In the records, substitute "background tree" for "distant tree" and give again the lines starting with the line that contains "e.g. [(1048, 96)]" and going on through the line that contains "[(956, 538), (680, 507)]". Leave everything else in those lines unchanged.

━━ Records for processing

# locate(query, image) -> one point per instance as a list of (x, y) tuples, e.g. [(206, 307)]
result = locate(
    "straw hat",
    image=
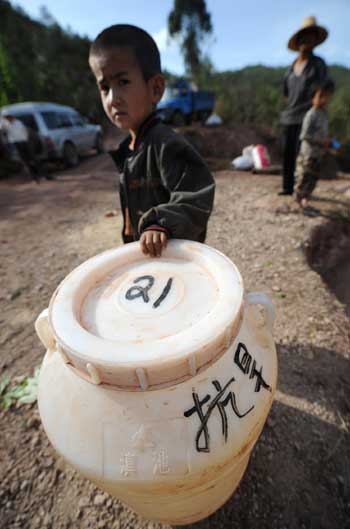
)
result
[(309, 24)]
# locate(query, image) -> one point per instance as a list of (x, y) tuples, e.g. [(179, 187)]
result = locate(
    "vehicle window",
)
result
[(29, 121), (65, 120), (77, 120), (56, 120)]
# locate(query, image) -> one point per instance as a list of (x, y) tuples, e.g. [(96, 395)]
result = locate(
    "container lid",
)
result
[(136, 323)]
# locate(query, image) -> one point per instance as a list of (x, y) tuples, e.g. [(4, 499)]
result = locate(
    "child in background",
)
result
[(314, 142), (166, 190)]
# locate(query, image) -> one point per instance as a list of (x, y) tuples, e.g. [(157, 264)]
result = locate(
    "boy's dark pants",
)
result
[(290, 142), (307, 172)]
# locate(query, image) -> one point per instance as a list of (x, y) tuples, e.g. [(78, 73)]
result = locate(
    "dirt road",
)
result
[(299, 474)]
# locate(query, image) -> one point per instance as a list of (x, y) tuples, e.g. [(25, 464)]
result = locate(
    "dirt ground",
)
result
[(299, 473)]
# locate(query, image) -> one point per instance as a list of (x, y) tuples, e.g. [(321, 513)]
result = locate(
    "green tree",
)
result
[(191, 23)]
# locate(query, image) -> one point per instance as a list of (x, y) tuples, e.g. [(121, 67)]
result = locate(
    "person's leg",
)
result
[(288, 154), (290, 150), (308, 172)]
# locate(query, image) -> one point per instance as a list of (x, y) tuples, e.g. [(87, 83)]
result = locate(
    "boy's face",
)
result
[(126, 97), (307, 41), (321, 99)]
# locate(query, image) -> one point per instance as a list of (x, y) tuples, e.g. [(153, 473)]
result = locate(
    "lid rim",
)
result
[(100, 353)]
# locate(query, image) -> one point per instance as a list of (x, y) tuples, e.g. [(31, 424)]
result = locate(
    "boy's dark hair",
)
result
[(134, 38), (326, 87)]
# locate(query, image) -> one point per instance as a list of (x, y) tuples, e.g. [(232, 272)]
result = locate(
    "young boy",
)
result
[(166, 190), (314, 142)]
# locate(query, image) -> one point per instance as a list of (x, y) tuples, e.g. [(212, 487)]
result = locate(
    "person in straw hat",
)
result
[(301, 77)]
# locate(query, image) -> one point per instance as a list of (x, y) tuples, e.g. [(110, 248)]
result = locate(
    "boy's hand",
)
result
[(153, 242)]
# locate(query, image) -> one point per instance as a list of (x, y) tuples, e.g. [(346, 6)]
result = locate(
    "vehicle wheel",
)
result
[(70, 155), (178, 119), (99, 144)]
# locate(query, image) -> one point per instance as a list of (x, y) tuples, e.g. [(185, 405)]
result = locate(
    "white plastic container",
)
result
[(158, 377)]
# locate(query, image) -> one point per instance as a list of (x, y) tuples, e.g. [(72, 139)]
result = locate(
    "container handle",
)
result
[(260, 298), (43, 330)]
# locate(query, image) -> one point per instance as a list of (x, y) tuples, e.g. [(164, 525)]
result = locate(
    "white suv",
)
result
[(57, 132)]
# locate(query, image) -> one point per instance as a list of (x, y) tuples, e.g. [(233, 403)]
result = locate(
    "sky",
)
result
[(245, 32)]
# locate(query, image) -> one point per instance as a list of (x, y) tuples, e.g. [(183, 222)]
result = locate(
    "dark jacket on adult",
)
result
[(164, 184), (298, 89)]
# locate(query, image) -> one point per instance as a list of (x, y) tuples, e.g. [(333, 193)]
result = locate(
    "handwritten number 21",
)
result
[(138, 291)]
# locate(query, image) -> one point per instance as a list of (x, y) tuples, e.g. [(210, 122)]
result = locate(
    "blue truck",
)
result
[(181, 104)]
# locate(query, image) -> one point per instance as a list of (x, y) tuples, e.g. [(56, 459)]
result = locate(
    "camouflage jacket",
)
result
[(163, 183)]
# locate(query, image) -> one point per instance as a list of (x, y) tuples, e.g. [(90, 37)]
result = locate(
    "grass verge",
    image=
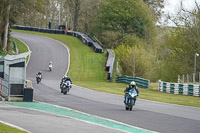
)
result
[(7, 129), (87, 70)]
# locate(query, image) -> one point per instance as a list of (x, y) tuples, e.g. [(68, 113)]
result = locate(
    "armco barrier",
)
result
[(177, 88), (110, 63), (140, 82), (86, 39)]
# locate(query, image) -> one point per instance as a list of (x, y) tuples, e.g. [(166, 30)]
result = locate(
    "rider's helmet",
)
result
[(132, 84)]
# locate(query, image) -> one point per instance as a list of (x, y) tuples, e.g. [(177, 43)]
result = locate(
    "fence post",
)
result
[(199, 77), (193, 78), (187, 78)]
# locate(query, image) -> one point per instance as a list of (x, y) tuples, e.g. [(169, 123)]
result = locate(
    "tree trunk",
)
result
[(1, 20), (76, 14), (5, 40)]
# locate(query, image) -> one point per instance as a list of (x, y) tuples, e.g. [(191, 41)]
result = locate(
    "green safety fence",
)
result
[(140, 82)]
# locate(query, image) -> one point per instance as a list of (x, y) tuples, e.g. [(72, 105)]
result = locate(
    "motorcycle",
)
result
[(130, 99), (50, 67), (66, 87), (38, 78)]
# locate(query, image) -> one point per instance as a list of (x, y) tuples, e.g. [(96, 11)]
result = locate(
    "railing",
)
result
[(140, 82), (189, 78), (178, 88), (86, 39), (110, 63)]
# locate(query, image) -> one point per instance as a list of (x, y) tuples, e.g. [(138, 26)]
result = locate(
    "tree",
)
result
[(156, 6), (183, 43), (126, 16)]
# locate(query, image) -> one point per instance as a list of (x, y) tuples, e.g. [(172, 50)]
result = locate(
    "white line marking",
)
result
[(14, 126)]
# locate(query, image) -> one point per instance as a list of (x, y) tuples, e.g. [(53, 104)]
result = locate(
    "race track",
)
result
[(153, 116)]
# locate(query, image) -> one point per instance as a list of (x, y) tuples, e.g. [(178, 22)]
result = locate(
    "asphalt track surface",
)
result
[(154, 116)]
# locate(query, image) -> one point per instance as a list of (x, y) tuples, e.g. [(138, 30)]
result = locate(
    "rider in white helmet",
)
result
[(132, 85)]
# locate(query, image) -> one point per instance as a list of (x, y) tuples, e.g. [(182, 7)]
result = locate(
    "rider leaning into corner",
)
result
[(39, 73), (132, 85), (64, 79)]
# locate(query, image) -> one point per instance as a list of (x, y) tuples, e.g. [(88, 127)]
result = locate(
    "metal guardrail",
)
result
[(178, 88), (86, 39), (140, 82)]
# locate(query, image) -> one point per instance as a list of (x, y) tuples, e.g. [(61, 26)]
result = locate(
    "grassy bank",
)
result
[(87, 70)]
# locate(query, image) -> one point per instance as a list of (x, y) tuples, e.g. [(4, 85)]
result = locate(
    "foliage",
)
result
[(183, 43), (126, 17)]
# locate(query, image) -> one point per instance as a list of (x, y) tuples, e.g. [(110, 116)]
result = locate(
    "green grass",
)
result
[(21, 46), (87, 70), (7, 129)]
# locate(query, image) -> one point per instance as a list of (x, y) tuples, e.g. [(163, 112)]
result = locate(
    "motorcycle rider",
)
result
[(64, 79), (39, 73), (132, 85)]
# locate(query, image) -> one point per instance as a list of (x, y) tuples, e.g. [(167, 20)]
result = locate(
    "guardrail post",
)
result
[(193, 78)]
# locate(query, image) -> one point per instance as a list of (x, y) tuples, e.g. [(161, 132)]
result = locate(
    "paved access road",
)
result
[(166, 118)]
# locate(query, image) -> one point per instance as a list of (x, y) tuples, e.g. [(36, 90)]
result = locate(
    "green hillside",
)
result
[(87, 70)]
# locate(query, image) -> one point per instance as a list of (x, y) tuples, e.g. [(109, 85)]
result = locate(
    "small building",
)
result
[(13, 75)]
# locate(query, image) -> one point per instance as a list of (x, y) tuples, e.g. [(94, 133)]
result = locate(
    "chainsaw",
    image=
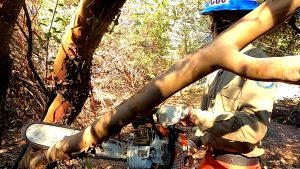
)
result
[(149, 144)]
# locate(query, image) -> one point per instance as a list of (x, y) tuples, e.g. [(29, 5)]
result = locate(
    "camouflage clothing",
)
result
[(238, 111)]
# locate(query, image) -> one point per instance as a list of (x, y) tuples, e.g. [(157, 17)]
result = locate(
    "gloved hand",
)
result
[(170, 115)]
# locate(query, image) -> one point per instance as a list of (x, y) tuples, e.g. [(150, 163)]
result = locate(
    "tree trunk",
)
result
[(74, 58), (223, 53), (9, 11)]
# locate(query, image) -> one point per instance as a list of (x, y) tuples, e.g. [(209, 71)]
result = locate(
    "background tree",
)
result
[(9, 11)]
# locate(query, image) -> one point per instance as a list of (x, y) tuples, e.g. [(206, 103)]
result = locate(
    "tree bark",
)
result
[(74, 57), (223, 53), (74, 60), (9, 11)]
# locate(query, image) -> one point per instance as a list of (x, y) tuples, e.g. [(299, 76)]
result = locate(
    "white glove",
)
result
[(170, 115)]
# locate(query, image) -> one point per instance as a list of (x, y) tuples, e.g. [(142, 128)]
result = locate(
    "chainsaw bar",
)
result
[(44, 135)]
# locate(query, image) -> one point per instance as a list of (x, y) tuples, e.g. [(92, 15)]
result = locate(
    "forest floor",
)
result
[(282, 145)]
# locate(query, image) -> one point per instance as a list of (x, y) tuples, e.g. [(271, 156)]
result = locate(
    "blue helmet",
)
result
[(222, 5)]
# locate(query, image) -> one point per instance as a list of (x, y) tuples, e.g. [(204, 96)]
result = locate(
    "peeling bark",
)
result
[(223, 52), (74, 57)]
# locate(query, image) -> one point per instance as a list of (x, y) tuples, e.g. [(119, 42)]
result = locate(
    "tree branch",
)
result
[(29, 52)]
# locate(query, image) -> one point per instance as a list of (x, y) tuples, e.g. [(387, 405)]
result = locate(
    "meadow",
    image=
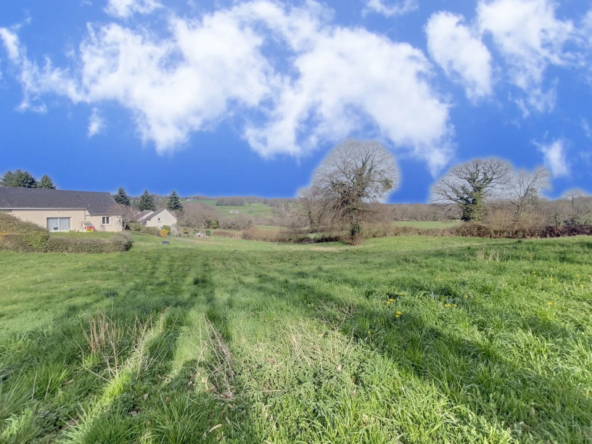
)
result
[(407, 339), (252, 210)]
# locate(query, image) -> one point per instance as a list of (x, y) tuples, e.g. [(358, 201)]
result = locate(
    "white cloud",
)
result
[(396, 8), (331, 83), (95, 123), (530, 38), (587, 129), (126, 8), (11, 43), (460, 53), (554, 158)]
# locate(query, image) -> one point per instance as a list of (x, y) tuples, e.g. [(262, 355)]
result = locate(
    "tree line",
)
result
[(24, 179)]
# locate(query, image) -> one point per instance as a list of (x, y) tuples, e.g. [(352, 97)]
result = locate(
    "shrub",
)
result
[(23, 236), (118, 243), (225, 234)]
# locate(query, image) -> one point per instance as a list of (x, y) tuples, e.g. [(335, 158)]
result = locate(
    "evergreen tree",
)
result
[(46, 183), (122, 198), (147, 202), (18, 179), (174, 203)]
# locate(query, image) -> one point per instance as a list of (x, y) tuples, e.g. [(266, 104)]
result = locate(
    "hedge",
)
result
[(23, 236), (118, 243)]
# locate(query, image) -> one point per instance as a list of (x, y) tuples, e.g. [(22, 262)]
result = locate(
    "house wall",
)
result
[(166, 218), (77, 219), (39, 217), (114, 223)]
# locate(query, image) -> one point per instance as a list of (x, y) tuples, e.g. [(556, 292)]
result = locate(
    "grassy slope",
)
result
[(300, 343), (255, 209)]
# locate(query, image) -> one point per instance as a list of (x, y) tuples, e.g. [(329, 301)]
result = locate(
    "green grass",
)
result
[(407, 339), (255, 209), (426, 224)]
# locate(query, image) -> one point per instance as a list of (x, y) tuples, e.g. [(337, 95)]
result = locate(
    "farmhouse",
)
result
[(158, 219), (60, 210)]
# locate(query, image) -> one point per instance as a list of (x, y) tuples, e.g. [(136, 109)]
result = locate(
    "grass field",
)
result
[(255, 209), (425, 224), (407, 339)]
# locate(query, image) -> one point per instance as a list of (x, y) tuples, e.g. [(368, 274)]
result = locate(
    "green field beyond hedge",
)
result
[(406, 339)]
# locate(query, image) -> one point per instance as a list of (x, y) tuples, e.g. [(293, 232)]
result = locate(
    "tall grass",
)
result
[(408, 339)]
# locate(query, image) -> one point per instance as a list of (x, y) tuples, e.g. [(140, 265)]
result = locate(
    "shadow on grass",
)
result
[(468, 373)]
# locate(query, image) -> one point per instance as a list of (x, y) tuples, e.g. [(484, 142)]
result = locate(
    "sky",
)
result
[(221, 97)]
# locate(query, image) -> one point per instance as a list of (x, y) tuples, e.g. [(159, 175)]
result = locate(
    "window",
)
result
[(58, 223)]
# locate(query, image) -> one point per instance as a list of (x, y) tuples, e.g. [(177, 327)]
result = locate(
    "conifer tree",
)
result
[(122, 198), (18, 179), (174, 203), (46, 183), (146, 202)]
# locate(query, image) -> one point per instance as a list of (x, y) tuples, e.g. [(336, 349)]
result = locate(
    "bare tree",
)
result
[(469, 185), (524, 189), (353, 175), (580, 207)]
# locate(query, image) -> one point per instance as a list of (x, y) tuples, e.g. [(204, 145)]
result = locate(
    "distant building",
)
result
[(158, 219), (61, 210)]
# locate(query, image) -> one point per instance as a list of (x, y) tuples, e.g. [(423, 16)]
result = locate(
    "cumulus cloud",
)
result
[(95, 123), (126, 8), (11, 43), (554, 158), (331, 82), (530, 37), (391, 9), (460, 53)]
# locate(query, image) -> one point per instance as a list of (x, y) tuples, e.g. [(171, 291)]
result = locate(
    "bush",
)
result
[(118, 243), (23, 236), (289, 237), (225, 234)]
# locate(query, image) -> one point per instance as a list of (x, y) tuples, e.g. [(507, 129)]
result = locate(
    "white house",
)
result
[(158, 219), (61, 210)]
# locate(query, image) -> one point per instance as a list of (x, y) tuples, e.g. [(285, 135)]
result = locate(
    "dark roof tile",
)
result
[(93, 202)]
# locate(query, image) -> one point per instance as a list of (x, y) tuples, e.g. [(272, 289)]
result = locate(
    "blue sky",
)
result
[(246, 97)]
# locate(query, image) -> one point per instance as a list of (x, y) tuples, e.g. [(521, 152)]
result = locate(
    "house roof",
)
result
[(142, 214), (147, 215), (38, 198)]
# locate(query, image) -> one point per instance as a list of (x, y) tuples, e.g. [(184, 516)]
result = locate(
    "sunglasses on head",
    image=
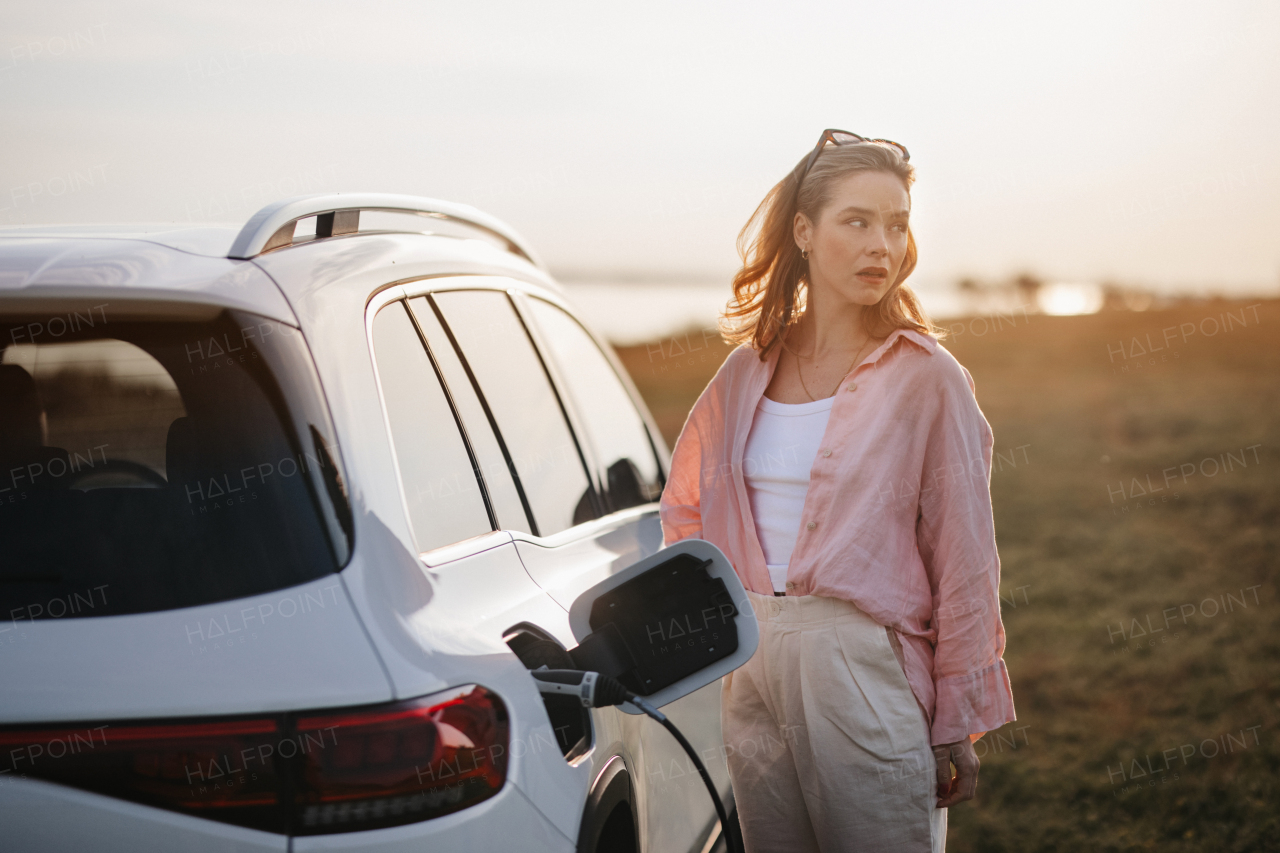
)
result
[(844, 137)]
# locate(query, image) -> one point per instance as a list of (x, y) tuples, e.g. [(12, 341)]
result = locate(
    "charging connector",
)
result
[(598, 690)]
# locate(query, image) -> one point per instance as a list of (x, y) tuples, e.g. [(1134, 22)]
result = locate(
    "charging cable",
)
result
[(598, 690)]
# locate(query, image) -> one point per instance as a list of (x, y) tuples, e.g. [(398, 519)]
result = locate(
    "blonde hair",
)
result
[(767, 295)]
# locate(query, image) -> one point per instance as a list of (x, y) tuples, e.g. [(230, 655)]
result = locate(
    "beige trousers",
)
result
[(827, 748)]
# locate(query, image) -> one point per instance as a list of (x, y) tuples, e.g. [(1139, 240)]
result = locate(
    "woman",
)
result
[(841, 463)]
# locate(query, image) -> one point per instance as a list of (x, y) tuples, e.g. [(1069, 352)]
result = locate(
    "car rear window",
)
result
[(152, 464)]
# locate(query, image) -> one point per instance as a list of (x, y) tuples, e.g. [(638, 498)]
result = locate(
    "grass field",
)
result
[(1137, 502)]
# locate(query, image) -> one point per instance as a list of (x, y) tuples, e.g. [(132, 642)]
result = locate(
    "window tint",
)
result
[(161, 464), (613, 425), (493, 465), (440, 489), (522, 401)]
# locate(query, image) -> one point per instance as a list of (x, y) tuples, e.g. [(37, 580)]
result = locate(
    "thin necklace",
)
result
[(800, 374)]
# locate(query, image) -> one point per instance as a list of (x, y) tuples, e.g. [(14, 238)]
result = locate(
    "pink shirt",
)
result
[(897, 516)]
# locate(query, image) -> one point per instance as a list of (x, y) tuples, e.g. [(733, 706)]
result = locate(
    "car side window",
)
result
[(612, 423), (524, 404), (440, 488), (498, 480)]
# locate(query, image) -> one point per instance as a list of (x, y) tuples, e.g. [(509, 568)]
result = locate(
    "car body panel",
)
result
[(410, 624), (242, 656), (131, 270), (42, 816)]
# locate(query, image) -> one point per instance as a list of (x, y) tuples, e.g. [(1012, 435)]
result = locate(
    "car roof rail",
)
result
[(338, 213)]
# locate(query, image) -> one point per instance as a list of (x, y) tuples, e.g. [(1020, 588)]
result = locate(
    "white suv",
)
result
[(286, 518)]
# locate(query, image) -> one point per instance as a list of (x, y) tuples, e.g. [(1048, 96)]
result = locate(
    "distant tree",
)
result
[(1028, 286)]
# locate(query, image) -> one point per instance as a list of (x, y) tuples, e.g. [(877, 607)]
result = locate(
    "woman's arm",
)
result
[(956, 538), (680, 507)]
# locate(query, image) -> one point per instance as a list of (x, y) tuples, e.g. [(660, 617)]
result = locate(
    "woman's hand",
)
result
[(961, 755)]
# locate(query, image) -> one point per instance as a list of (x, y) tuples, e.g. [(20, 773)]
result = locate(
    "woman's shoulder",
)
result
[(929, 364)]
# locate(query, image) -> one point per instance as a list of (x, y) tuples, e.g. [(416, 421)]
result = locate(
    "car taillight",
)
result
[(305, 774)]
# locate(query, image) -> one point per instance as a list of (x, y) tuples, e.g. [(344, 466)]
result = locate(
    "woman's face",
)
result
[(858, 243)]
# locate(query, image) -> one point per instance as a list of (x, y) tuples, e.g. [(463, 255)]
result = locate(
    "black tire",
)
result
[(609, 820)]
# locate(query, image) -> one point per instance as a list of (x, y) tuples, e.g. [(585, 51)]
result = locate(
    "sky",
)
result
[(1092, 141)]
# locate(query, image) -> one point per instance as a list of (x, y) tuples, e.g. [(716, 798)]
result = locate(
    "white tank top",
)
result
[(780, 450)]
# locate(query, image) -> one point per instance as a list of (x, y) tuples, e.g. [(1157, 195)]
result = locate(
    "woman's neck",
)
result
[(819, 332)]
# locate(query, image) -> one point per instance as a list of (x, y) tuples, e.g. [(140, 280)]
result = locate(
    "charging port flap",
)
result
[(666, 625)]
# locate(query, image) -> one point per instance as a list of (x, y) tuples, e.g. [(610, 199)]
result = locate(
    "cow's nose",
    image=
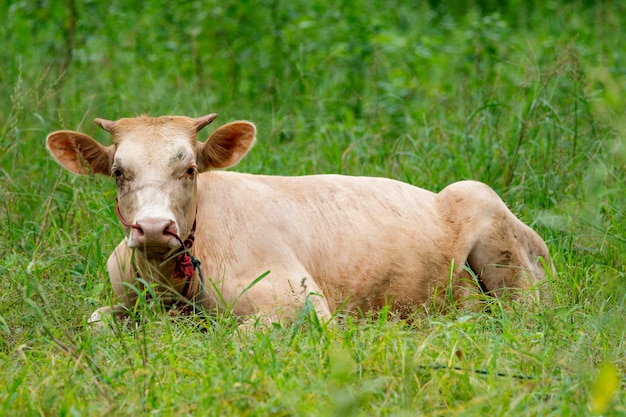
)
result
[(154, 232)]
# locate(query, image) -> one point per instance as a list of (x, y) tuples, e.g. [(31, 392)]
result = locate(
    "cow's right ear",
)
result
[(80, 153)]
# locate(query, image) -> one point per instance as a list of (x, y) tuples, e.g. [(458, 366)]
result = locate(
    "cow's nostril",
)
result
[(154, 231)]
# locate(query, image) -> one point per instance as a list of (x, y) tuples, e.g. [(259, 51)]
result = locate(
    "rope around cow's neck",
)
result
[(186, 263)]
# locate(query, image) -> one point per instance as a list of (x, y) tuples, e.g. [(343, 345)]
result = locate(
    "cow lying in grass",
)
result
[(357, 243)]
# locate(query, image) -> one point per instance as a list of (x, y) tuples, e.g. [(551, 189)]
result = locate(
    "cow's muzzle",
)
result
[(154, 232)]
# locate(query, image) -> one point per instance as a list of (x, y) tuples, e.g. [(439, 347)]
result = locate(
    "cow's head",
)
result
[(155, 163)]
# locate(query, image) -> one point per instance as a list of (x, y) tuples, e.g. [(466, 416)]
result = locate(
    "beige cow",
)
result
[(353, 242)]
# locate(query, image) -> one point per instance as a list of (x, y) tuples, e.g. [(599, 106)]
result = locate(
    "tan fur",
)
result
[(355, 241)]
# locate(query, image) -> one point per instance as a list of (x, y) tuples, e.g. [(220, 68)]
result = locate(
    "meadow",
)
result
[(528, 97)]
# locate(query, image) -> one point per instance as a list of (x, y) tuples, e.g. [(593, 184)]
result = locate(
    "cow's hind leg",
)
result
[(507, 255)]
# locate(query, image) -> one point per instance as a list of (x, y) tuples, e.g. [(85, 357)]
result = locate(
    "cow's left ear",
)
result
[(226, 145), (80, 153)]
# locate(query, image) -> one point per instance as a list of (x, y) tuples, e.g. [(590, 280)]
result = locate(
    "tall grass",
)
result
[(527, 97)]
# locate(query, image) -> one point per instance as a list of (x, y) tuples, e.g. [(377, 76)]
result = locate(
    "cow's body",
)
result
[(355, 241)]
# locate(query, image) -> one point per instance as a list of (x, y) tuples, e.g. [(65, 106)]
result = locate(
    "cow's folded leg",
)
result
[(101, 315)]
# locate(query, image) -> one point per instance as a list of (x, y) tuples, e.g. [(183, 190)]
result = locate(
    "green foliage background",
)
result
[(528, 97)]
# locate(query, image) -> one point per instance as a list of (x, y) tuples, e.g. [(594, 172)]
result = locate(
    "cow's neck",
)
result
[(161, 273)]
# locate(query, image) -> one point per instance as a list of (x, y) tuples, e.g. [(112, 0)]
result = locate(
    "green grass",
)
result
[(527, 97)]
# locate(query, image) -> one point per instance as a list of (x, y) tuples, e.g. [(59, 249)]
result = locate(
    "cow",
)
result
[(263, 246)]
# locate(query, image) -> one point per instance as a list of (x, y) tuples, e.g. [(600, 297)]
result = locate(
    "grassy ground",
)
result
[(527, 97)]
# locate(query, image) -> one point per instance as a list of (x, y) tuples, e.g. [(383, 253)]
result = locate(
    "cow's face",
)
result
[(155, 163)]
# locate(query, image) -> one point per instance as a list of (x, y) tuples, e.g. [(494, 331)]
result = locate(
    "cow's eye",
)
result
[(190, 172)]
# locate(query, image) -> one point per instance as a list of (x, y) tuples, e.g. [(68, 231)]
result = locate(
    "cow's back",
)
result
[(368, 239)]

━━━━

▶ [Answer to this exercise]:
# locate(query, image) -> one point per instance as a list of (x, y) tuples, e.g. [(1048, 96)]
result = locate(
    "background tree",
)
result
[(1028, 286)]
# locate(query, image) -> one point per instance as a list of (x, y) tuples, e.g. [(877, 607)]
result = locate(
    "woman's arm",
)
result
[(956, 538), (680, 507)]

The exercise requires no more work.